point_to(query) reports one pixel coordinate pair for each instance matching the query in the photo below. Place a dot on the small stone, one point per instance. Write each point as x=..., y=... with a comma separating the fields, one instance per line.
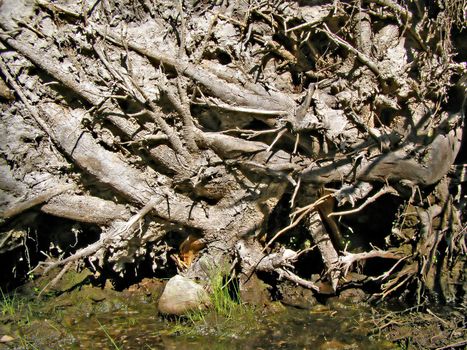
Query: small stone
x=182, y=295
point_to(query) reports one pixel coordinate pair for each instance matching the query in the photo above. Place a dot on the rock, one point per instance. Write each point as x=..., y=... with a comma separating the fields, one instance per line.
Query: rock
x=296, y=296
x=181, y=295
x=353, y=295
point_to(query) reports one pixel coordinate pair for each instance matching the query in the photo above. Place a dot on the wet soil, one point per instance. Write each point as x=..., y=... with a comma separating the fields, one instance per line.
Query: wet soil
x=92, y=317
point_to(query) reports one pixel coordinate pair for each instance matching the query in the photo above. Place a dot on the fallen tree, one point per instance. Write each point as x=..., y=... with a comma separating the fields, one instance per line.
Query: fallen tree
x=267, y=135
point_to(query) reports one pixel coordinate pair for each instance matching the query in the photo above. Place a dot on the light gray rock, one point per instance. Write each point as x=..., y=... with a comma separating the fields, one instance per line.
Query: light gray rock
x=182, y=295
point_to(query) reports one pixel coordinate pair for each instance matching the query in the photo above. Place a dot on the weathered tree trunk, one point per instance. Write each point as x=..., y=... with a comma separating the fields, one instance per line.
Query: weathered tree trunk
x=195, y=134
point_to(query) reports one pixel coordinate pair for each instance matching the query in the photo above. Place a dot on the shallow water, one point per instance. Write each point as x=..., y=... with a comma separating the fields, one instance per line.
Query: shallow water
x=97, y=319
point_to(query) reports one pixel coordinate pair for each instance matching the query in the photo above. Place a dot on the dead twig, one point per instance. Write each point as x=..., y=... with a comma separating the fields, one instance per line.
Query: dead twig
x=386, y=189
x=106, y=238
x=39, y=199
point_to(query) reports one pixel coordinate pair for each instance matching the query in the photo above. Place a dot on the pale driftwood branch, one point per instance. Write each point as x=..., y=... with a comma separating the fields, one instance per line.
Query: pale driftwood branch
x=360, y=55
x=85, y=209
x=38, y=199
x=107, y=237
x=328, y=252
x=372, y=199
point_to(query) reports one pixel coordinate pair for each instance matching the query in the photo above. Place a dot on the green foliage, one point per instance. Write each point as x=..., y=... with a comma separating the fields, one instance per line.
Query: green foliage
x=228, y=316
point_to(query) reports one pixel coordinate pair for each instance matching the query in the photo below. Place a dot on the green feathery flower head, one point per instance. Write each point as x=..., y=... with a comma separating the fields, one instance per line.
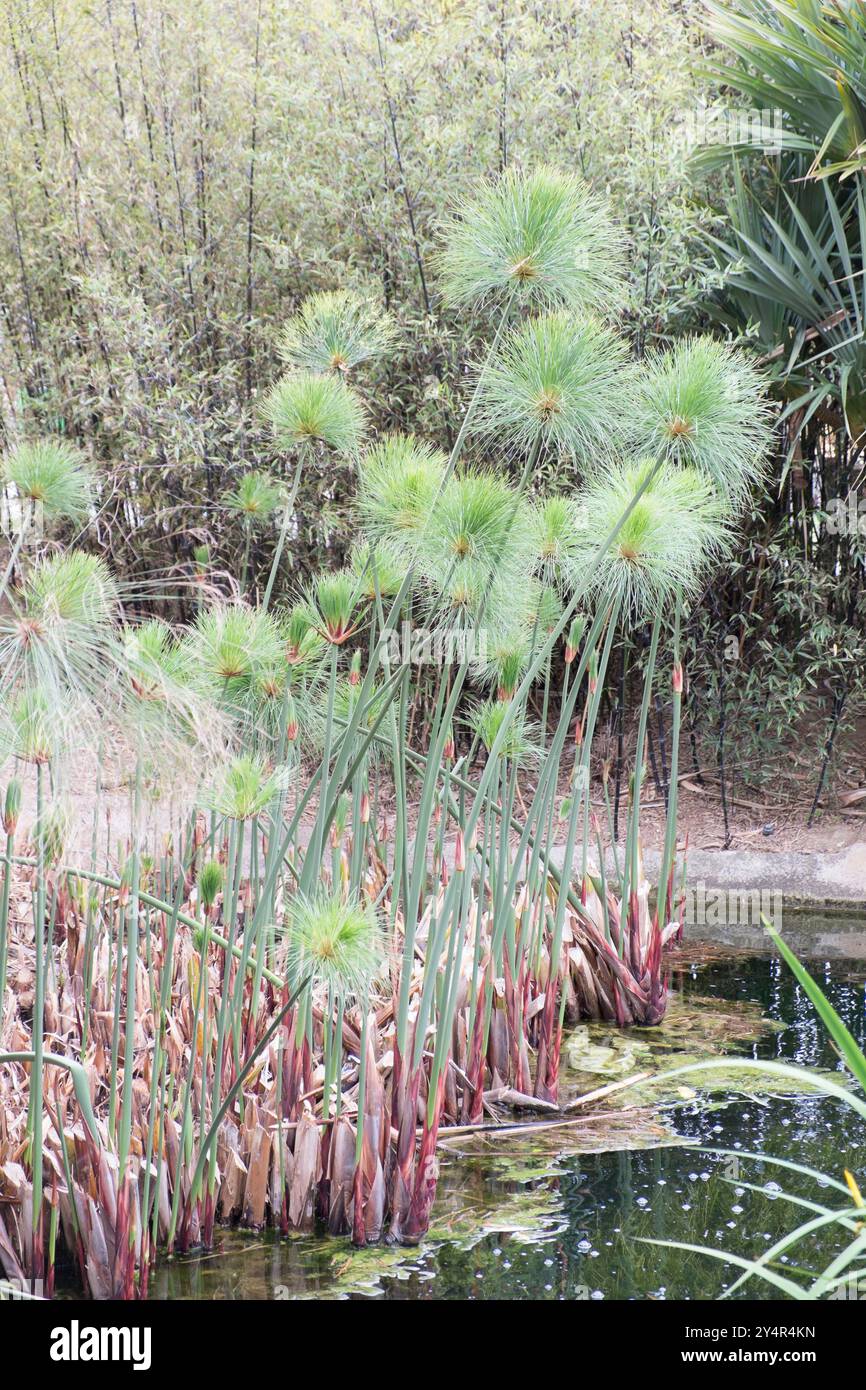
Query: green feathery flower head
x=338, y=941
x=210, y=883
x=542, y=236
x=335, y=331
x=556, y=524
x=399, y=481
x=676, y=530
x=246, y=788
x=71, y=590
x=230, y=642
x=61, y=638
x=332, y=599
x=505, y=662
x=153, y=659
x=28, y=727
x=520, y=740
x=558, y=382
x=377, y=567
x=476, y=544
x=52, y=474
x=256, y=498
x=704, y=405
x=307, y=409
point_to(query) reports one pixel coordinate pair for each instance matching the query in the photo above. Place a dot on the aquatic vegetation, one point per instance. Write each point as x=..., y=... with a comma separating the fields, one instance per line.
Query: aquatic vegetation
x=52, y=474
x=841, y=1273
x=558, y=384
x=307, y=409
x=360, y=931
x=701, y=405
x=335, y=331
x=540, y=236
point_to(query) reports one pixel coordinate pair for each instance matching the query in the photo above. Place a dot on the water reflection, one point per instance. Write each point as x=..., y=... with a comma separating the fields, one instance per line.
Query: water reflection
x=531, y=1219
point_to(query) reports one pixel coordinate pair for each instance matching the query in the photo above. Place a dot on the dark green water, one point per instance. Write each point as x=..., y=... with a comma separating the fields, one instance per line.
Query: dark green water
x=531, y=1216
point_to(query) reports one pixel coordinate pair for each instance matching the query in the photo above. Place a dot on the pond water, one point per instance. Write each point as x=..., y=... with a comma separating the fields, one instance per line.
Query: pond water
x=540, y=1214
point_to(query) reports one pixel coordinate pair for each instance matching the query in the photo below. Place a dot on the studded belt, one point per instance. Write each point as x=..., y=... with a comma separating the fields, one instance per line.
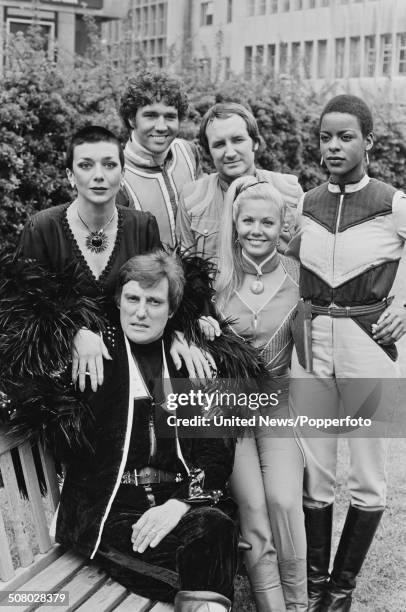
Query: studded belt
x=149, y=475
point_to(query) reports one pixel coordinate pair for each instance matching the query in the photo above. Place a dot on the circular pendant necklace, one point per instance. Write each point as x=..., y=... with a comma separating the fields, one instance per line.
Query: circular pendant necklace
x=96, y=240
x=257, y=286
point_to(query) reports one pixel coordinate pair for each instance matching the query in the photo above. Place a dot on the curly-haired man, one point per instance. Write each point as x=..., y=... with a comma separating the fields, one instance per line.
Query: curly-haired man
x=157, y=163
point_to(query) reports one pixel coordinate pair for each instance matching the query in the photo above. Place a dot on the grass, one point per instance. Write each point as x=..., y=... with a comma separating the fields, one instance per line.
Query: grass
x=382, y=583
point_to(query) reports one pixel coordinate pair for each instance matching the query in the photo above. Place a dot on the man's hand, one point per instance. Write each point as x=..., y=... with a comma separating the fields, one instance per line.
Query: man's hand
x=199, y=365
x=156, y=523
x=210, y=327
x=391, y=325
x=88, y=351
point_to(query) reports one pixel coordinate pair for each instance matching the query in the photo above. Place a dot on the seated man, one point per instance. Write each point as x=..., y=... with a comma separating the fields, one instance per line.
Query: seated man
x=157, y=163
x=129, y=499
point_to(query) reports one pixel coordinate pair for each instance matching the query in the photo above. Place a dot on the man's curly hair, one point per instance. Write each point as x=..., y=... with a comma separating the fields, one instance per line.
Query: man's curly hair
x=150, y=87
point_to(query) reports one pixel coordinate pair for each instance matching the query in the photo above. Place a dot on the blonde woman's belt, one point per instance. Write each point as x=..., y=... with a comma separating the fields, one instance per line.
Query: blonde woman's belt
x=349, y=311
x=149, y=475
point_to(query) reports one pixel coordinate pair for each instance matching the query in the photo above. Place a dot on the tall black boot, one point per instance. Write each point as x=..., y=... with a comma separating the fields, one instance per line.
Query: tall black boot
x=318, y=523
x=357, y=535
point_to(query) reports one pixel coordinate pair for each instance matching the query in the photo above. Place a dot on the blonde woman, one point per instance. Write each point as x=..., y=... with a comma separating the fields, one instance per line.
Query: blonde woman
x=258, y=289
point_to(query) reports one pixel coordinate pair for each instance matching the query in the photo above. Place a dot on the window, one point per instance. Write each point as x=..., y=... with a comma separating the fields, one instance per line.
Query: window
x=370, y=56
x=161, y=19
x=23, y=25
x=205, y=67
x=248, y=62
x=144, y=21
x=283, y=58
x=229, y=11
x=153, y=21
x=386, y=50
x=402, y=53
x=206, y=13
x=261, y=7
x=321, y=59
x=355, y=56
x=259, y=59
x=271, y=59
x=308, y=59
x=340, y=58
x=295, y=57
x=251, y=8
x=136, y=24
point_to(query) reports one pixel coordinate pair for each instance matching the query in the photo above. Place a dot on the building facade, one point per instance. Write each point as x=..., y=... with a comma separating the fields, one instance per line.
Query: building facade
x=356, y=43
x=61, y=21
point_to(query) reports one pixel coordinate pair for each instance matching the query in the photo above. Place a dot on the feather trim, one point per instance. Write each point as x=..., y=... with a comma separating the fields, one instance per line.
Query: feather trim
x=40, y=313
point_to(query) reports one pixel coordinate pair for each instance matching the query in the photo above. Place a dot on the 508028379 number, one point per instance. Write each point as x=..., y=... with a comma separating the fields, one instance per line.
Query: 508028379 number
x=16, y=598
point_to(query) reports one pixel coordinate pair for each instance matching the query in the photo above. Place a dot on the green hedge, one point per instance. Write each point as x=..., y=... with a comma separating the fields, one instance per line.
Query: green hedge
x=43, y=102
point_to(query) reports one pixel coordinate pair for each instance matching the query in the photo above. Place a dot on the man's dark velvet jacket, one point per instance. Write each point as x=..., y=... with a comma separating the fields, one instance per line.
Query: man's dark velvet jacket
x=93, y=475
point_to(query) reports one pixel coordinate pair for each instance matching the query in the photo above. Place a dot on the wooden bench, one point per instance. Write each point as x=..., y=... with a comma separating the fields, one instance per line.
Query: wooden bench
x=29, y=559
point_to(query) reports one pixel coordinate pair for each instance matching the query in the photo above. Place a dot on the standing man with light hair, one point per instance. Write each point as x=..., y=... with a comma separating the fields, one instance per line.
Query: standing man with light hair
x=157, y=163
x=229, y=133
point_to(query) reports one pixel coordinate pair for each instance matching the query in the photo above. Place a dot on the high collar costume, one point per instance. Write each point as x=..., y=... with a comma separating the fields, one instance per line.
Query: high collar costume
x=94, y=477
x=153, y=183
x=201, y=206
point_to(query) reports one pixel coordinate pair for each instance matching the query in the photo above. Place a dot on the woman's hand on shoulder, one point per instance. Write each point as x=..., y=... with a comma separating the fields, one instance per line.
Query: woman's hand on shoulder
x=88, y=351
x=391, y=325
x=199, y=364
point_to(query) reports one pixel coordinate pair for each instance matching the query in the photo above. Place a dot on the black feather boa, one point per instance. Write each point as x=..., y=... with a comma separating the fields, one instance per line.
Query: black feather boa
x=51, y=411
x=40, y=313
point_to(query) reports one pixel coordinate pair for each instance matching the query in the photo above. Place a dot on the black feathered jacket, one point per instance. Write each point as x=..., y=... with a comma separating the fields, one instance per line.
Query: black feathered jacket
x=93, y=476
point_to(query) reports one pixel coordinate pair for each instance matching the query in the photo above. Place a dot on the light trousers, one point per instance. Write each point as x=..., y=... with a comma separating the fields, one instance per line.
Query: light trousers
x=267, y=484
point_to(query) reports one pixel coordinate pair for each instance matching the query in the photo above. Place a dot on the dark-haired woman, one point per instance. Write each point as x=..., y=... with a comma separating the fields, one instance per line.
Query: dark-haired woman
x=353, y=260
x=99, y=237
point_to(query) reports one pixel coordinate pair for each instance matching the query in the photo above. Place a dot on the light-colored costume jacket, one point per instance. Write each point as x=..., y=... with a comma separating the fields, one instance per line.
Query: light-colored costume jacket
x=201, y=204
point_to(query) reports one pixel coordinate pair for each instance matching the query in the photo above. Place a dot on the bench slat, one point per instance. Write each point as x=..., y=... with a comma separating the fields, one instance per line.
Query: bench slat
x=53, y=577
x=34, y=495
x=105, y=599
x=51, y=477
x=134, y=603
x=6, y=563
x=17, y=516
x=83, y=585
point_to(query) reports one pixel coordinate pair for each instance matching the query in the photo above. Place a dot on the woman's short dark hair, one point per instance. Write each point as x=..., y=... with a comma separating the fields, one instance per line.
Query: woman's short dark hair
x=149, y=269
x=353, y=105
x=92, y=133
x=224, y=110
x=150, y=87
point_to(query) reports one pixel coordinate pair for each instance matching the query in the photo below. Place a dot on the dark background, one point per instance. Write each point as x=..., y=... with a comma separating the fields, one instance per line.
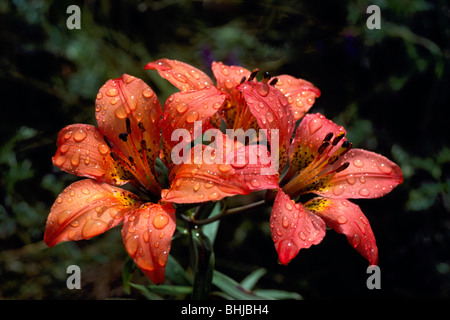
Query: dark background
x=388, y=87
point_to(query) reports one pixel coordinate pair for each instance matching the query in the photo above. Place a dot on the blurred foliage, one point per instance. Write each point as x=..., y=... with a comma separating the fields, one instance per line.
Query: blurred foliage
x=388, y=87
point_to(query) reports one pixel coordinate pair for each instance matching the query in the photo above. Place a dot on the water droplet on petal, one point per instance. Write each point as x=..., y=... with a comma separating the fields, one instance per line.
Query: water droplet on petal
x=315, y=125
x=192, y=117
x=342, y=220
x=385, y=168
x=358, y=163
x=112, y=92
x=147, y=92
x=160, y=221
x=364, y=192
x=80, y=135
x=93, y=227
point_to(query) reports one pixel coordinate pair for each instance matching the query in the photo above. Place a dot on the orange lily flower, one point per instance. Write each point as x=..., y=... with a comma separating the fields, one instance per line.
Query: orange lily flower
x=123, y=149
x=244, y=103
x=323, y=162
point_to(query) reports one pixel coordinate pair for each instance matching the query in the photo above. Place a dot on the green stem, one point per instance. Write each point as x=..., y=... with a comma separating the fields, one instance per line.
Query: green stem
x=223, y=214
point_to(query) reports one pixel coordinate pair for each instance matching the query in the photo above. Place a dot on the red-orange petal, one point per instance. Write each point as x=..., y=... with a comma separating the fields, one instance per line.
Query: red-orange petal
x=182, y=75
x=270, y=108
x=86, y=209
x=147, y=235
x=309, y=137
x=347, y=218
x=83, y=152
x=301, y=94
x=128, y=114
x=205, y=179
x=228, y=78
x=368, y=175
x=293, y=228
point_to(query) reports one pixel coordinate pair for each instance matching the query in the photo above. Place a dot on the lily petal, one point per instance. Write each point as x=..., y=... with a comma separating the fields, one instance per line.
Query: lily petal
x=182, y=75
x=347, y=218
x=308, y=139
x=270, y=108
x=184, y=108
x=205, y=179
x=128, y=114
x=147, y=234
x=86, y=209
x=228, y=77
x=301, y=94
x=83, y=152
x=368, y=175
x=293, y=227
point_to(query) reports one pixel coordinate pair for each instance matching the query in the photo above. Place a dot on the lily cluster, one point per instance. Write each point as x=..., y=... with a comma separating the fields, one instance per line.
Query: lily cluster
x=133, y=144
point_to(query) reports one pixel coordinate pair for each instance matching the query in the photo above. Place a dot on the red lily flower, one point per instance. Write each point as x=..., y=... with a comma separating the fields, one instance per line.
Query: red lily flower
x=232, y=99
x=323, y=162
x=123, y=148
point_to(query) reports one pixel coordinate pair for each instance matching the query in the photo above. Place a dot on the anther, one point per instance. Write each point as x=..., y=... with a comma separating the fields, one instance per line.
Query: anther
x=127, y=120
x=253, y=74
x=266, y=77
x=333, y=159
x=143, y=145
x=338, y=138
x=343, y=167
x=323, y=146
x=347, y=147
x=123, y=136
x=328, y=136
x=273, y=82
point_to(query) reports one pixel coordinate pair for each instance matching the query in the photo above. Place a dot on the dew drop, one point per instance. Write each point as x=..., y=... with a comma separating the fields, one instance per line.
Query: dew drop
x=80, y=135
x=192, y=117
x=358, y=163
x=112, y=92
x=93, y=227
x=103, y=149
x=120, y=113
x=385, y=168
x=182, y=107
x=160, y=221
x=342, y=220
x=147, y=92
x=224, y=168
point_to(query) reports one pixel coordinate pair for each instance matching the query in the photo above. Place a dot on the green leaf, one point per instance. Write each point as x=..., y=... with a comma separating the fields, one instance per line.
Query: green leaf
x=250, y=281
x=164, y=289
x=176, y=273
x=278, y=294
x=127, y=274
x=210, y=230
x=233, y=288
x=202, y=257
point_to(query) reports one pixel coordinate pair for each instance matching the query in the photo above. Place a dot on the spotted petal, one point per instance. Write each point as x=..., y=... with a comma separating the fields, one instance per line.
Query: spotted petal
x=293, y=227
x=308, y=139
x=347, y=218
x=182, y=75
x=147, y=235
x=128, y=114
x=243, y=171
x=368, y=175
x=301, y=94
x=270, y=108
x=83, y=152
x=86, y=209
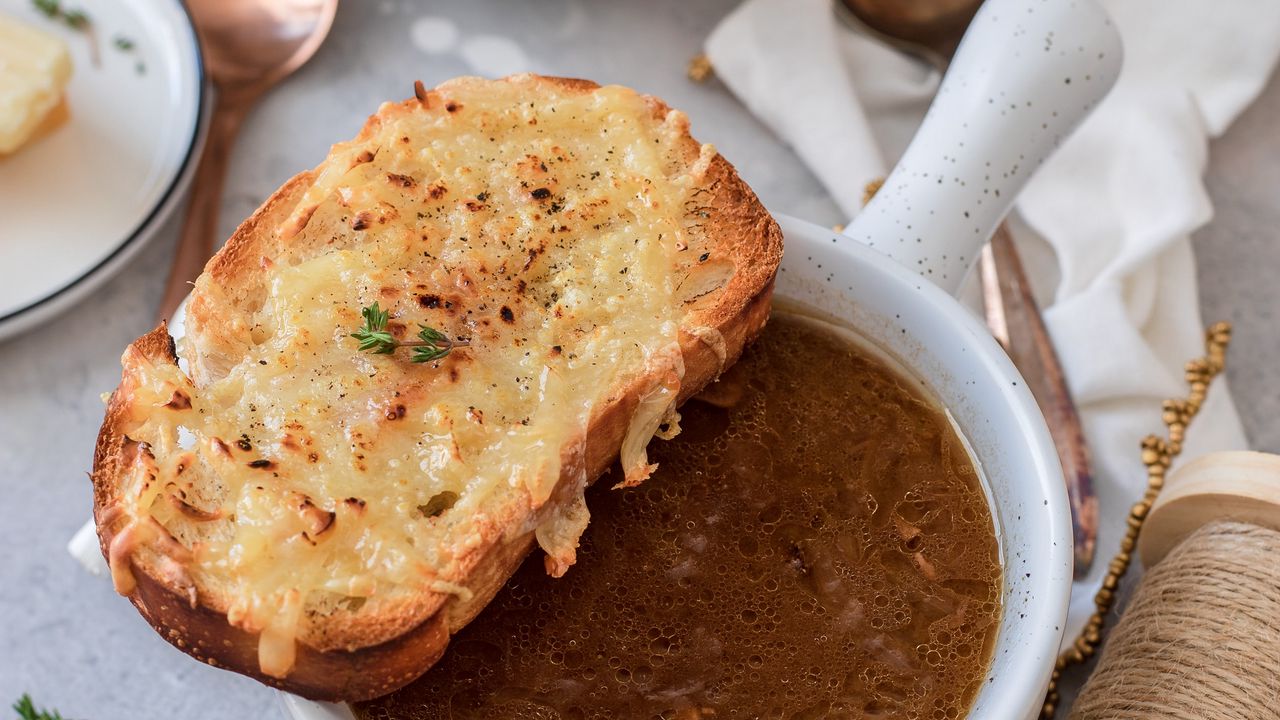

****************

Say how many lines in the records contain the string "below", and say nothing else.

§ **Completed exercise**
4